:: DATASET RECORDS ::

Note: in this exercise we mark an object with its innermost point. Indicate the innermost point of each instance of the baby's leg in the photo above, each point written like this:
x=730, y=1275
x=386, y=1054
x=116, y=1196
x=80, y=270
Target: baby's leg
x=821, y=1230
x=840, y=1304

:::
:: DATASET RECORDS ::

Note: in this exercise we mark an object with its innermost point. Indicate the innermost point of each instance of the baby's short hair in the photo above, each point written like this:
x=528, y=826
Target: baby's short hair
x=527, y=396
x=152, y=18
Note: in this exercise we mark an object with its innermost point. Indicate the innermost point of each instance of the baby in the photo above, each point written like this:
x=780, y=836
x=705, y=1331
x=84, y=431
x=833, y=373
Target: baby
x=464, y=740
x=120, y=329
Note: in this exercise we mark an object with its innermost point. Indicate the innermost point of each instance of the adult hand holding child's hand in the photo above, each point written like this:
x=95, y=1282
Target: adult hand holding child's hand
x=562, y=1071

:::
:: DATASET RECORDS ::

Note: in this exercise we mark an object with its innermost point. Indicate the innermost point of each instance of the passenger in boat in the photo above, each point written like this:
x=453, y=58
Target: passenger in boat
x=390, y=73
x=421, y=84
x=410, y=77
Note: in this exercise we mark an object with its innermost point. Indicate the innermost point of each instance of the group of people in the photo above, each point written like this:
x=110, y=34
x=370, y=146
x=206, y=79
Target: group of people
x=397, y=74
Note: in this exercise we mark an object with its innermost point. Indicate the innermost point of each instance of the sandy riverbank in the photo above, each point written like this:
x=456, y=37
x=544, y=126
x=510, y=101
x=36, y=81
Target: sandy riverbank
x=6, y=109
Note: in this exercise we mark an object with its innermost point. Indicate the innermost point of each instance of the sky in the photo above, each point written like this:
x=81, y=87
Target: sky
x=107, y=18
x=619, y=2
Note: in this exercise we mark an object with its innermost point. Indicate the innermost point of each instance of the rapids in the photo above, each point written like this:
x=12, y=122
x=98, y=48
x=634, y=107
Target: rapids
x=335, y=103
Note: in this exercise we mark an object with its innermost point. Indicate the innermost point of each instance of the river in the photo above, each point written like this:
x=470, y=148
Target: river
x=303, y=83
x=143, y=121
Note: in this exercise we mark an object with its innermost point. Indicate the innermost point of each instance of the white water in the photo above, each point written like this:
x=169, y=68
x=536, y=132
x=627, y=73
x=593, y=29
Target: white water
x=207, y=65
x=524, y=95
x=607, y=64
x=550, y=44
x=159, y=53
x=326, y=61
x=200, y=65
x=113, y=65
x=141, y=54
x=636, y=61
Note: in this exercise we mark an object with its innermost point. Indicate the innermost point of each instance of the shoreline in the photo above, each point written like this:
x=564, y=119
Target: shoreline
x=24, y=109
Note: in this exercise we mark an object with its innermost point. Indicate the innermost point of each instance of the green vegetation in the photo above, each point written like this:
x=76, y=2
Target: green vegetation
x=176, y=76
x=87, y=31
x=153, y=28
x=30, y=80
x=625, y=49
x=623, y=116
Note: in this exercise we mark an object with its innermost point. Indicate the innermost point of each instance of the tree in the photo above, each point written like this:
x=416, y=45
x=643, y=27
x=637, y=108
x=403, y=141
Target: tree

:::

* _TASK STATEMENT_: Where a line of the material holds the word "tree", copy that line.

* _PROBLEM SOLUTION_:
Note: in this exercise we mark an object with its innermost point. Indicate the innermost point of each instance of the tree in the photo above, each point written like this:
Target: tree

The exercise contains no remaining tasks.